**THE INPUT**
________

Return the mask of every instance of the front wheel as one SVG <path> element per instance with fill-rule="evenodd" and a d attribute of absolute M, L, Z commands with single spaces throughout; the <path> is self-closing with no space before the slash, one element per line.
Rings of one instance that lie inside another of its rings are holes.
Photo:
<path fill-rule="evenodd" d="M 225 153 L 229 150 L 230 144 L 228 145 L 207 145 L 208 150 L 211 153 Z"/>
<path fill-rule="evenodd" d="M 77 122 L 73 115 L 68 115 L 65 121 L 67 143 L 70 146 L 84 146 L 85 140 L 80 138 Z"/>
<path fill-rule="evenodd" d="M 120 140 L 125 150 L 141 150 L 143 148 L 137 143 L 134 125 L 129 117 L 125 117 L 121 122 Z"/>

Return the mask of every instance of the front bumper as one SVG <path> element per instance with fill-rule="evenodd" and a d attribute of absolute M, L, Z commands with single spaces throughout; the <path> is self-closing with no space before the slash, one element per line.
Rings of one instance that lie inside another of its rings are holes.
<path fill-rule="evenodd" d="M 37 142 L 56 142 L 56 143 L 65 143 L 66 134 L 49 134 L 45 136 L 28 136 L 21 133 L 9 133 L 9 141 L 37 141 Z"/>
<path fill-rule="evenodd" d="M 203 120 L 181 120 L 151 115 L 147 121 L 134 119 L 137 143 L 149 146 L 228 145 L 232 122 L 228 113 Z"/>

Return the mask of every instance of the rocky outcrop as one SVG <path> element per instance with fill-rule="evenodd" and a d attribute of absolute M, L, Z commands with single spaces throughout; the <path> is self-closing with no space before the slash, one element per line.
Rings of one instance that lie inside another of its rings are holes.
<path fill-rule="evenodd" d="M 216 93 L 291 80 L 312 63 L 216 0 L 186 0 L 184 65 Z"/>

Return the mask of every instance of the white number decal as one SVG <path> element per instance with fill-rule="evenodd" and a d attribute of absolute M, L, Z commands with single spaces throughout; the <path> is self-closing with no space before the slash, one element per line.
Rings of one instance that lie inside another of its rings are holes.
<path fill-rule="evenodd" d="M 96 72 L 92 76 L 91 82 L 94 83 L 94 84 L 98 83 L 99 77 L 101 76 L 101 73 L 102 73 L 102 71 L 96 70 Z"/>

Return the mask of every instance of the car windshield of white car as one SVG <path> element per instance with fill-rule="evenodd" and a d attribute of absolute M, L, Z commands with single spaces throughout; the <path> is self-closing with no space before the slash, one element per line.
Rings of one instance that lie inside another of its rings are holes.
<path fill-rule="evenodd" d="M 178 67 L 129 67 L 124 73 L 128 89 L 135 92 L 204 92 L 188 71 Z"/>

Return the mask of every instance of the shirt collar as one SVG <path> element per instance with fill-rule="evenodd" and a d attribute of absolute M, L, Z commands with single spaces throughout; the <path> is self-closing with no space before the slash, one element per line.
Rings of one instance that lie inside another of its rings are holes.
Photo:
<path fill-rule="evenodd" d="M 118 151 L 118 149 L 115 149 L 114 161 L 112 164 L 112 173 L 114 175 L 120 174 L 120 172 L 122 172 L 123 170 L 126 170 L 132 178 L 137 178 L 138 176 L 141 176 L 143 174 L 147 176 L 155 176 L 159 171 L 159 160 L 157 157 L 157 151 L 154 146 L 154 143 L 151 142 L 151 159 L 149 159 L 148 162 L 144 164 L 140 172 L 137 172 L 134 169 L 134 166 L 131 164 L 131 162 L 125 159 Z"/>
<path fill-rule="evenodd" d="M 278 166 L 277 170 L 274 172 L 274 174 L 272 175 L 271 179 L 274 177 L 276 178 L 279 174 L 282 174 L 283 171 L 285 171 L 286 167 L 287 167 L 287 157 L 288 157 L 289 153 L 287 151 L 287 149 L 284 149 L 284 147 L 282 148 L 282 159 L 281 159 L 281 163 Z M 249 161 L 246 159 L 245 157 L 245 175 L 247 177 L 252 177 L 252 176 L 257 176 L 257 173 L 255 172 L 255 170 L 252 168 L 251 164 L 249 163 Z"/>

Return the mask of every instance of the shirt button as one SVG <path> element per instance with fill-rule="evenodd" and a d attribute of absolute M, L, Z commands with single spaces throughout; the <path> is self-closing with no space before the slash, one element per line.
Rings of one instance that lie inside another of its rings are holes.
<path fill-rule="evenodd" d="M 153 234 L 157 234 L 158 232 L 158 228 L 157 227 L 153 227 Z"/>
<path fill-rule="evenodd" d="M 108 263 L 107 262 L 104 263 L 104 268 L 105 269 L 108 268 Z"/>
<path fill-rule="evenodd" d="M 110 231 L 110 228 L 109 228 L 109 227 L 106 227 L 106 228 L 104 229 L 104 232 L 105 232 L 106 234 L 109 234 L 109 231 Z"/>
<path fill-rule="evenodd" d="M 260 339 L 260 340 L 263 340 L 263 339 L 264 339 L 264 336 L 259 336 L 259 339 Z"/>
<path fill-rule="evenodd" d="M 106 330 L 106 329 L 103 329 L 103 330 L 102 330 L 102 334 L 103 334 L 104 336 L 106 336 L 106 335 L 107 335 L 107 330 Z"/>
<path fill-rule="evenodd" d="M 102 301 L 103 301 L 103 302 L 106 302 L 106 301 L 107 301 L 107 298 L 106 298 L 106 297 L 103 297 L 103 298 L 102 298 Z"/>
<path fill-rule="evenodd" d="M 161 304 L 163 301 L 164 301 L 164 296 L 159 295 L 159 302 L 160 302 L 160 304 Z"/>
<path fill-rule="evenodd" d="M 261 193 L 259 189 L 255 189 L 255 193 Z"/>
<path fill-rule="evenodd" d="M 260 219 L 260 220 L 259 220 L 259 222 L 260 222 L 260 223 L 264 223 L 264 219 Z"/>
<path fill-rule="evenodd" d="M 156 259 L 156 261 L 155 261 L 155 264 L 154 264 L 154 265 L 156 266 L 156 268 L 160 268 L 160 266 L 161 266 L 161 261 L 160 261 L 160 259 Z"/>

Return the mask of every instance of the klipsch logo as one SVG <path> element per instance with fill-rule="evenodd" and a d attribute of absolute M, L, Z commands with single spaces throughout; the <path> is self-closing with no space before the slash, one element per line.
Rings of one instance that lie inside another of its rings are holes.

________

**GOAL OF THE EXERCISE**
An exact copy of every entry above is the expected answer.

**FINISHED EXERCISE**
Return the mask of every instance of the front wheel as one SVG <path> element per instance with fill-rule="evenodd" and a d attribute of absolute M, L, Z commands with single spaces throughout; the <path> is self-closing with no space before the slash, one element per line.
Rings of one instance that lie inside another of its rings are holes.
Photo:
<path fill-rule="evenodd" d="M 225 153 L 229 150 L 230 144 L 228 145 L 207 145 L 208 150 L 211 153 Z"/>
<path fill-rule="evenodd" d="M 77 122 L 73 115 L 68 115 L 65 121 L 67 143 L 70 146 L 84 146 L 85 140 L 80 138 Z"/>
<path fill-rule="evenodd" d="M 120 140 L 125 150 L 141 150 L 143 148 L 137 143 L 134 125 L 129 117 L 125 117 L 121 122 Z"/>

Return the mask of every instance of the front bumper as one SVG <path> element per instance with fill-rule="evenodd" and a d attribute of absolute M, L, Z commands with single spaces throughout; the <path> is self-closing with no space before the slash, one element per line.
Rings of one instance that lie inside another of its rings are holes.
<path fill-rule="evenodd" d="M 37 142 L 56 142 L 56 143 L 65 143 L 66 134 L 49 134 L 45 136 L 28 136 L 21 133 L 9 133 L 9 141 L 37 141 Z"/>
<path fill-rule="evenodd" d="M 203 120 L 181 120 L 151 115 L 147 121 L 134 119 L 137 143 L 149 146 L 228 145 L 232 122 L 228 113 Z"/>

Return the mask of every instance of the rocky outcrop as one SVG <path> element per instance with fill-rule="evenodd" and a d attribute of absolute M, L, Z commands with single spaces throughout; the <path> is self-closing with no space before the slash, one element per line.
Rings of one instance that lie inside another of its rings are holes.
<path fill-rule="evenodd" d="M 216 93 L 291 80 L 312 63 L 216 0 L 186 0 L 184 65 Z"/>

Return the mask of every instance of the white number decal as one SVG <path> element per instance with fill-rule="evenodd" and a d attribute of absolute M, L, Z commands with single spaces throughout; the <path> is self-closing with no space before the slash, one element per line.
Rings of one instance that lie inside another of its rings are holes.
<path fill-rule="evenodd" d="M 96 72 L 92 76 L 91 82 L 94 83 L 94 84 L 98 83 L 99 77 L 101 76 L 101 73 L 102 73 L 102 71 L 96 70 Z"/>

Return the mask of every instance of the car windshield of white car as one SVG <path> element per instance with fill-rule="evenodd" and a d attribute of absolute M, L, Z commands with single spaces throughout; the <path> is self-closing with no space before the slash, one element per line.
Rings of one instance that lie inside another of its rings are holes.
<path fill-rule="evenodd" d="M 178 67 L 129 67 L 124 73 L 128 89 L 135 92 L 204 92 L 188 71 Z"/>

Return the mask of every instance of the shirt collar as one SVG <path> element per instance with fill-rule="evenodd" and a d attribute of absolute M, L, Z commands with single spaces throughout; the <path> is self-closing with no space before the slash, one element per line.
Rings of one instance that lie inside another of its rings are holes.
Photo:
<path fill-rule="evenodd" d="M 118 151 L 118 149 L 115 149 L 114 161 L 112 164 L 112 173 L 114 175 L 120 174 L 120 172 L 122 172 L 123 170 L 126 170 L 132 178 L 137 178 L 138 176 L 141 176 L 143 174 L 147 176 L 155 176 L 159 171 L 159 160 L 157 157 L 157 151 L 154 146 L 154 143 L 151 142 L 151 159 L 149 159 L 148 162 L 144 164 L 140 172 L 137 172 L 134 169 L 134 166 L 131 164 L 131 162 L 125 159 Z"/>
<path fill-rule="evenodd" d="M 278 166 L 277 170 L 274 172 L 274 174 L 272 175 L 271 179 L 274 177 L 276 178 L 279 174 L 282 174 L 283 171 L 285 171 L 286 167 L 287 167 L 287 157 L 288 157 L 289 153 L 287 151 L 287 149 L 284 149 L 284 147 L 282 148 L 282 159 L 281 159 L 281 163 Z M 249 161 L 246 159 L 245 157 L 245 175 L 247 177 L 252 177 L 252 176 L 257 176 L 257 173 L 255 172 L 255 170 L 252 168 L 251 164 L 249 163 Z"/>

Return the mask of every instance of the shirt button as one SVG <path> element per instance with fill-rule="evenodd" and a d attribute of absolute M, L, Z commands with single spaces throughout; the <path> is self-closing with no space before the slash, one element per line.
Rings of one instance that lie inside another of its rings are holes.
<path fill-rule="evenodd" d="M 153 234 L 157 234 L 158 232 L 158 228 L 157 227 L 153 227 Z"/>
<path fill-rule="evenodd" d="M 108 263 L 107 262 L 104 263 L 104 268 L 105 269 L 108 268 Z"/>
<path fill-rule="evenodd" d="M 110 231 L 110 228 L 109 228 L 109 227 L 106 227 L 106 228 L 104 229 L 104 232 L 105 232 L 106 234 L 109 234 L 109 231 Z"/>
<path fill-rule="evenodd" d="M 260 339 L 260 340 L 263 340 L 263 339 L 264 339 L 264 336 L 259 336 L 259 339 Z"/>
<path fill-rule="evenodd" d="M 106 330 L 106 329 L 103 329 L 103 330 L 102 330 L 102 334 L 103 334 L 104 336 L 106 336 L 106 335 L 107 335 L 107 330 Z"/>
<path fill-rule="evenodd" d="M 102 301 L 103 301 L 103 302 L 106 302 L 106 301 L 107 301 L 107 298 L 106 298 L 106 297 L 103 297 L 103 298 L 102 298 Z"/>
<path fill-rule="evenodd" d="M 161 304 L 163 301 L 164 301 L 164 296 L 159 295 L 159 302 L 160 302 L 160 304 Z"/>
<path fill-rule="evenodd" d="M 261 193 L 259 189 L 255 189 L 255 193 Z"/>
<path fill-rule="evenodd" d="M 260 219 L 260 220 L 259 220 L 259 222 L 260 222 L 260 223 L 264 223 L 264 219 Z"/>
<path fill-rule="evenodd" d="M 156 259 L 156 261 L 155 261 L 155 264 L 154 264 L 154 265 L 156 266 L 156 268 L 160 268 L 160 266 L 161 266 L 161 261 L 160 261 L 160 259 Z"/>

Return the mask of every instance of the klipsch logo as one SVG <path> element per instance with fill-rule="evenodd" and a d attribute of absolute M, L, Z commands with single spaces throughout; the <path> is self-closing with no space before the slash, one element per line.
Rings of one instance that lie inside another of its rings are holes.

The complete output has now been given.